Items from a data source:
****************************************

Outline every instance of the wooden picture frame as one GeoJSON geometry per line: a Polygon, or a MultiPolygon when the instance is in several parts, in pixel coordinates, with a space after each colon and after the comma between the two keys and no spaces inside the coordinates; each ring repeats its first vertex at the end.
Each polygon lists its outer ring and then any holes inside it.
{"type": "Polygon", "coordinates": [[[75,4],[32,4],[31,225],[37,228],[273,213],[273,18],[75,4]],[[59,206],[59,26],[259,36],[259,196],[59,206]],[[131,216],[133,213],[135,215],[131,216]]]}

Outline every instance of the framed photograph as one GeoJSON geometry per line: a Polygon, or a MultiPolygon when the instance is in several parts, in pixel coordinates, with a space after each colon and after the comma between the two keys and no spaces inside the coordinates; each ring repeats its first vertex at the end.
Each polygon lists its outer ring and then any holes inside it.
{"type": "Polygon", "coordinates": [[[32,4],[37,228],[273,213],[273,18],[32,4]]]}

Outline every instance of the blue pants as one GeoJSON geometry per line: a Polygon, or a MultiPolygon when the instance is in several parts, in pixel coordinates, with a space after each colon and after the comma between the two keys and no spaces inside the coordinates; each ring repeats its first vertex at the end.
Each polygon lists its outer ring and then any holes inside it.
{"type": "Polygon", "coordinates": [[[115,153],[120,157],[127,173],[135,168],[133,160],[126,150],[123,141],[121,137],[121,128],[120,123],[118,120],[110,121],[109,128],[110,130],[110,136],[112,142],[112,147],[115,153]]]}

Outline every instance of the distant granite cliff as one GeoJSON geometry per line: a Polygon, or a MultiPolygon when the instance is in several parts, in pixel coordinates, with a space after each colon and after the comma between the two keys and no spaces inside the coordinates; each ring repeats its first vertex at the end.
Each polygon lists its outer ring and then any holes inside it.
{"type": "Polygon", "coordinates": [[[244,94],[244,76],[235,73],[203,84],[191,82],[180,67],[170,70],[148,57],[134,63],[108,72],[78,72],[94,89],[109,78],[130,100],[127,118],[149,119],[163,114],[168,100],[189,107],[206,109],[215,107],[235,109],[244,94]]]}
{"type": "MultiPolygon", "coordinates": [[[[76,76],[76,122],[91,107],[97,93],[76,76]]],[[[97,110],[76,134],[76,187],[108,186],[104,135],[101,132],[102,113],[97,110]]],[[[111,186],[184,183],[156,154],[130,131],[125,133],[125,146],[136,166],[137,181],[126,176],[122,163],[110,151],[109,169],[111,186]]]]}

****************************************

# WHAT IS ASKED:
Update the entries above by changing every "pixel coordinates" to "image coordinates", leaving everything else unchanged.

# RESULT:
Outline every instance of the wooden picture frame as one GeoJSON geometry per line: a Polygon, or a MultiPolygon when the instance is in several parts, in image coordinates, with a space after each colon and after the comma between the two keys and no spaces inside the coordinates; each ring repeats its first vertex at the end.
Each polygon lists its outer ring and then any holes inside it.
{"type": "Polygon", "coordinates": [[[75,4],[32,4],[31,225],[37,228],[273,213],[273,18],[75,4]],[[59,206],[59,26],[259,36],[259,196],[59,206]],[[131,216],[133,213],[135,215],[131,216]]]}

Outline every instance of the framed photograph as one GeoJSON geometry per line: a Polygon, or a MultiPolygon when the instance is in several parts, in image coordinates, with a space after each colon and after the comma between the two keys and no spaces inside the coordinates; each ring repeats its first vertex at the end.
Each polygon lists its outer ring and then any holes inside it.
{"type": "Polygon", "coordinates": [[[32,4],[37,228],[273,213],[273,18],[32,4]]]}

Outline every instance of the blue pants as one GeoJSON geometry per line: a Polygon, or a MultiPolygon when the instance is in several parts, in image coordinates, with a space after each colon and after the comma between the two keys and no spaces inside the coordinates; each ring repeats its first vertex at the end.
Each polygon lists its outer ring and then any holes inside it.
{"type": "Polygon", "coordinates": [[[115,153],[120,157],[127,173],[135,168],[133,160],[126,150],[123,141],[121,137],[121,128],[120,123],[118,120],[110,121],[109,128],[110,130],[110,136],[112,142],[112,147],[115,153]]]}

Outline every instance of the distant granite cliff as one GeoJSON geometry per line: a Polygon, or a MultiPolygon when the instance is in several parts, in image coordinates, with a space after each colon and after the comma between the two keys and no spaces inside the coordinates; each ring repeats its first vertex at the end.
Each polygon lists its outer ring and then any holes inside it.
{"type": "Polygon", "coordinates": [[[244,94],[244,76],[235,73],[203,84],[191,82],[180,67],[170,70],[148,57],[134,63],[108,72],[78,72],[94,89],[109,78],[130,100],[127,118],[149,119],[163,114],[168,100],[189,107],[206,109],[215,107],[235,109],[244,94]]]}
{"type": "MultiPolygon", "coordinates": [[[[76,76],[76,122],[91,107],[97,93],[76,76]]],[[[97,110],[76,134],[76,187],[108,186],[104,135],[101,132],[102,113],[97,110]]],[[[111,186],[184,183],[156,154],[130,131],[125,133],[125,146],[136,166],[137,181],[126,176],[122,163],[110,151],[109,169],[111,186]]]]}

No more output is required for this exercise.